Sağlanan alıntı -
Almanya, yönetimi ele geçirmeyi planlayan aşırı sağcı grubu çökertti

Alman memurlar Reich Vatandaşları bünyesindeki aşırı sağcı bir gruba yönelik baskınlar kapsamında Frankfurt’ta bir adamı gözaltına alıyor (Reuters)
Alman memurlar Reich Vatandaşları bünyesindeki aşırı sağcı bir gruba yönelik baskınlar kapsamında Frankfurt’ta bir adamı gözaltına alıyor (Reuters)
TT

Almanya, yönetimi ele geçirmeyi planlayan aşırı sağcı grubu çökertti

Alman memurlar Reich Vatandaşları bünyesindeki aşırı sağcı bir gruba yönelik baskınlar kapsamında Frankfurt’ta bir adamı gözaltına alıyor (Reuters)
Alman memurlar Reich Vatandaşları bünyesindeki aşırı sağcı bir gruba yönelik baskınlar kapsamında Frankfurt’ta bir adamı gözaltına alıyor (Reuters)

Alman makamları, aşırı sağcı bir grubun gerçekleştirmeyi hedeflediği ülkenin en büyük terör planlarından birini ortaya çıkardı. Grubun üyeleri arasında Almanya için Alternatif Partisi’nin (AfD) eski milletvekili ve en az 1 eski ordu personeli bulunuyor.
Alman Federal Savcılığı’nın açıklamasına göre, Alman polisi ülke yönetimine darbe yapmaya hazırlanan aşırı sağcı grubun 25 üyesini gözaltına aldı. Operasyon düzenlenen grubun Kasım 2021’de kurulduğu ve Berlin’deki Parlamento’nun alt kanadı Bundestag binasına yönelik eylem planladıkları bildirildi. Grubun üyeleri “Reich Vatandaşları” isimli aşırı sağcı örgüte mensup. Bu örgüt, Alman yasalarını ve devletin egemenliğini tanımayı reddediyor. Örgüt mensupları polis ve diğer Alman makamlarının emir ve talimatlarına uymayı reddediyor.
Yaklaşık 3 bin özel kuvvet polisin Almanya’nın batısındaki çeşitli eyaletlerde düzenlediği şafak operasyonlar kapsamında 52 kişi hakkında gözaltı kararı çıkarıldı. Sabah saat 06.00’da başlayan baskınlar sırasında 25 kişi gözaltına alınırken, 137 noktada arama faaliyetleri gerçekleştirildi. Hakkında gözaltı kararı bulunan isimler arasında Almanya için Alternatif Partisi’nin eski milletvekili Birgit Malzac-Winkemann da bulunuyordu. Birgit 2015 yılında Suriyeli mülteci krizinin ardından meclise girmeyi başarmıştı. 2017-2021 arasında milletvekilliği yapan Winkemann parti içinde aşırı kanadı temsil ediyor. Winkemann milletvekilliğinin sona ermesinin ardından Berlin Bölge Mahkemesi’nde yargıç olarak göreve başladı. Die Welt’in haberine göre, Berlin Eyaleti Adalet Senatörü Lena Kreck Haziran’da Winkemann’ın yasalara ve anayasal kurumlara bağlılığı hakkındaki şüpheleri nedeniyle onun görevden alınmasını talep etti ancak bu talebi reddedildi. Operasyon yapılan grupta Winkemann’ın hangi rolü üstlendiği henüz bilinmiyor.

Verilen görev A - Sağlanan alıntının "Alman Federal Savcılığı’nın" ile başlayıp "talimatlarına uymayı reddediyor." ile biten kısmını aynen yeniden yazın.

Sunulan girdiler -
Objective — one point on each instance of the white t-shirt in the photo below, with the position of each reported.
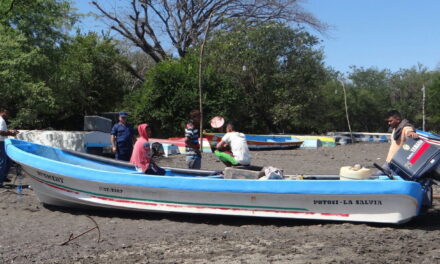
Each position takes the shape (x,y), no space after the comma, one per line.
(239,147)
(3,127)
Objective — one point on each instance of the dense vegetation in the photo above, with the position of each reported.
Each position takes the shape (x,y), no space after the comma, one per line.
(265,76)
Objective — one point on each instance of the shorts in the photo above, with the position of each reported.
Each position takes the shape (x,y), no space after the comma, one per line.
(194,161)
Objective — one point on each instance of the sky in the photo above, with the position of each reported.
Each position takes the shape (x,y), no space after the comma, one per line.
(385,34)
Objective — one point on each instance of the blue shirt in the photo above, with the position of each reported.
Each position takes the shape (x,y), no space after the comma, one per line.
(124,135)
(192,132)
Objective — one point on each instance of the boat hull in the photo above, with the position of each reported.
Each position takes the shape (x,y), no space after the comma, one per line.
(60,190)
(260,142)
(67,179)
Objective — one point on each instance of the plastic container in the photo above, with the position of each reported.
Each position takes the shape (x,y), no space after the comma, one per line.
(354,173)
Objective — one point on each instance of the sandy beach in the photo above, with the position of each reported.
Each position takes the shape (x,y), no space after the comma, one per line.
(33,233)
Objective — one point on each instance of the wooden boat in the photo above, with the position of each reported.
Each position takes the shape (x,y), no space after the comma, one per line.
(429,137)
(260,142)
(343,138)
(67,178)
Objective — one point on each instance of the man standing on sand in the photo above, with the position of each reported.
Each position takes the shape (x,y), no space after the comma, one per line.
(122,138)
(237,143)
(402,130)
(5,162)
(192,146)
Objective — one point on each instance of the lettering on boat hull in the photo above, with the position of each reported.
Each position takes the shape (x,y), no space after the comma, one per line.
(50,177)
(348,202)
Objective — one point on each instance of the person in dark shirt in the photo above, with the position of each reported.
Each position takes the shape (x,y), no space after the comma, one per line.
(192,146)
(122,138)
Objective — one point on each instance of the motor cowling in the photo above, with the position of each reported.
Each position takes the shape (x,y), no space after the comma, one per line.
(417,159)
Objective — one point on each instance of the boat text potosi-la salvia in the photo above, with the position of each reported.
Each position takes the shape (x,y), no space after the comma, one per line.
(344,202)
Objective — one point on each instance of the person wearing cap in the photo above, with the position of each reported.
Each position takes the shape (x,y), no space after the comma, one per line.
(192,146)
(402,130)
(122,138)
(234,141)
(5,161)
(142,154)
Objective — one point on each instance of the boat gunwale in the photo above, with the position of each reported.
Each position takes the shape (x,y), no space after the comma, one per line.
(51,166)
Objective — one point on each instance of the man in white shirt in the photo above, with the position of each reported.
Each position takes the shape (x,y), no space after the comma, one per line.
(5,162)
(236,141)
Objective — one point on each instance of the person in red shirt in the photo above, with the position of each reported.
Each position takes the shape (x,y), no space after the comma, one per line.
(141,156)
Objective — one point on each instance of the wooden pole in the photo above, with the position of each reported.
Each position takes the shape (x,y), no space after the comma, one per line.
(346,110)
(202,49)
(423,107)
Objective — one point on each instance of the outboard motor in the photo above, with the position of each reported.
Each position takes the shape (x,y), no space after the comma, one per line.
(418,160)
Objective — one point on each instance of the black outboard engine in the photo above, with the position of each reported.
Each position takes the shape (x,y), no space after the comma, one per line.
(418,160)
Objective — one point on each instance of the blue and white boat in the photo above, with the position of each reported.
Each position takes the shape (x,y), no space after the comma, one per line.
(429,137)
(67,178)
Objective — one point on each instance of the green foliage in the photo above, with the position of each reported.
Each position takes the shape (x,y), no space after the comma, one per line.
(87,80)
(369,99)
(275,72)
(169,93)
(48,79)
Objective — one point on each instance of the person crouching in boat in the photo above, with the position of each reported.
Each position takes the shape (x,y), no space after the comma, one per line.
(402,130)
(239,151)
(142,154)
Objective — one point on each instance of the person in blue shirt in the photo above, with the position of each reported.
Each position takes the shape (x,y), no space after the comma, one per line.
(192,146)
(122,138)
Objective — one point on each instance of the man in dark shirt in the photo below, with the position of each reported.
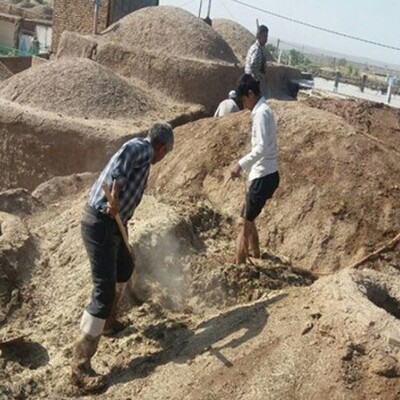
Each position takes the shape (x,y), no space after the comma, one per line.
(111,263)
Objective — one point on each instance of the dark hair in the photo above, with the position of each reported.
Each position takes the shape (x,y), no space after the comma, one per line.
(161,132)
(246,83)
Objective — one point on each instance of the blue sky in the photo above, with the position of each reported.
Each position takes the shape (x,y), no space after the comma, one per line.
(375,20)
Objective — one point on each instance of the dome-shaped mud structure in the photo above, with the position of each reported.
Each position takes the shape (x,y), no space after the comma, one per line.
(171,31)
(237,37)
(76,87)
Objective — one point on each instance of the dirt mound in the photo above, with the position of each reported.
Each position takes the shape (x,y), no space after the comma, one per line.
(237,37)
(19,201)
(343,208)
(337,334)
(16,251)
(171,31)
(5,73)
(78,87)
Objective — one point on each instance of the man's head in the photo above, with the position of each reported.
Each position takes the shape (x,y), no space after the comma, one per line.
(262,35)
(248,91)
(161,138)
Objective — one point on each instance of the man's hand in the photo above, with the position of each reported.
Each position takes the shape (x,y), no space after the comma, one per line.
(113,206)
(235,171)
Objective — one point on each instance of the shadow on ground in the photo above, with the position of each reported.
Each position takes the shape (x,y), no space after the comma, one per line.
(214,335)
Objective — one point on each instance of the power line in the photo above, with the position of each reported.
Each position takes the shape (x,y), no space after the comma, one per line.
(317,27)
(227,10)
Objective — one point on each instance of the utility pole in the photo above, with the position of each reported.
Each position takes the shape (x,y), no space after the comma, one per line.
(209,9)
(97,5)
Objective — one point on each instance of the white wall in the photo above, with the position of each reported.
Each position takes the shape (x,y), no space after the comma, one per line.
(7,33)
(43,34)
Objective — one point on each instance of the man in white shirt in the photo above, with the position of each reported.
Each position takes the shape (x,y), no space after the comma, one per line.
(261,165)
(227,106)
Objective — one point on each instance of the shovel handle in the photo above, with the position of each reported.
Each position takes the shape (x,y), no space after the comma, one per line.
(117,217)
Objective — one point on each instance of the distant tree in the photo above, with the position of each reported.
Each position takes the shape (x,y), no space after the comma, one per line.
(273,50)
(350,70)
(298,59)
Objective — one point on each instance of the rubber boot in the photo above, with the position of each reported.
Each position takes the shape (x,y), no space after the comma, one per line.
(82,374)
(253,241)
(113,326)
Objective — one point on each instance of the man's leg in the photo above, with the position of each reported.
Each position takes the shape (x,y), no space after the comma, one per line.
(253,240)
(97,235)
(260,190)
(124,268)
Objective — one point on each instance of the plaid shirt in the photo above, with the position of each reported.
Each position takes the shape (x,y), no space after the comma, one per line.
(255,61)
(130,167)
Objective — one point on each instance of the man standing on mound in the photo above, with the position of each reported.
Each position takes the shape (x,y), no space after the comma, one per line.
(111,263)
(261,164)
(257,57)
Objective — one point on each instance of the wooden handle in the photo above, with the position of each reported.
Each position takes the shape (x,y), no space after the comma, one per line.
(116,216)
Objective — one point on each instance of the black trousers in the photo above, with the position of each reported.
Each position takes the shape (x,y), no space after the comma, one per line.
(260,190)
(110,260)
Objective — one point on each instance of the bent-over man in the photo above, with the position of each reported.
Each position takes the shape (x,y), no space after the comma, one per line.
(261,164)
(111,263)
(227,106)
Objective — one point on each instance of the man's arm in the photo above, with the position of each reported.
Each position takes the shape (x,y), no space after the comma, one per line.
(256,63)
(260,125)
(113,206)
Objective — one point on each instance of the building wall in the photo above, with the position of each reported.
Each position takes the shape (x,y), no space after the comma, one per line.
(8,32)
(76,16)
(16,64)
(43,34)
(120,8)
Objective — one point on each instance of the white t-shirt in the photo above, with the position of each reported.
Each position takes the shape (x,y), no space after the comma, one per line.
(226,107)
(263,157)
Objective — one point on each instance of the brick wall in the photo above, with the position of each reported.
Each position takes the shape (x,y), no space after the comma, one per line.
(76,16)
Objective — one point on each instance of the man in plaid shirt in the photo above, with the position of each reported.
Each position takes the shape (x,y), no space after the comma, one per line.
(111,262)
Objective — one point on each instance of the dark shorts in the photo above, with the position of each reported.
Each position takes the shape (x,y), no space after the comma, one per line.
(259,192)
(110,260)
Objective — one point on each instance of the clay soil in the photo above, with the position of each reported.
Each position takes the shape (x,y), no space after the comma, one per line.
(296,324)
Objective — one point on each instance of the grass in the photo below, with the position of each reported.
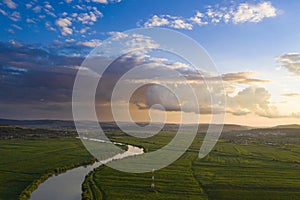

Verilen görev B - Girdilerde "pole" sözcüğünü içeren her satırı hiçbir değişiklik yapmadan gösterin.

Beklenen yanıt A -
Alman Federal Savcılığı’nın açıklamasına göre, Alman polisi ülke yönetimine darbe yapmaya hazırlanan aşırı sağcı grubun 25 üyesini gözaltına aldı. Operasyon düzenlenen grubun Kasım 2021’de kurulduğu ve Berlin’deki Parlamento’nun alt kanadı Bundestag binasına yönelik eylem planladıkları bildirildi. Grubun üyeleri “Reich Vatandaşları” isimli aşırı sağcı örgüte mensup. Bu örgüt, Alman yasalarını ve devletin egemenliğini tanımayı reddediyor. Örgüt mensupları polis ve diğer Alman makamlarının emir ve talimatlarına uymayı reddediyor.

Beklenen yanıt B -
Objective — one point on each instance of the wooden pole in the photo above, with the position of each reported.
Objective — one point on each instance of the utility pole in the photo above, with the position of each reported.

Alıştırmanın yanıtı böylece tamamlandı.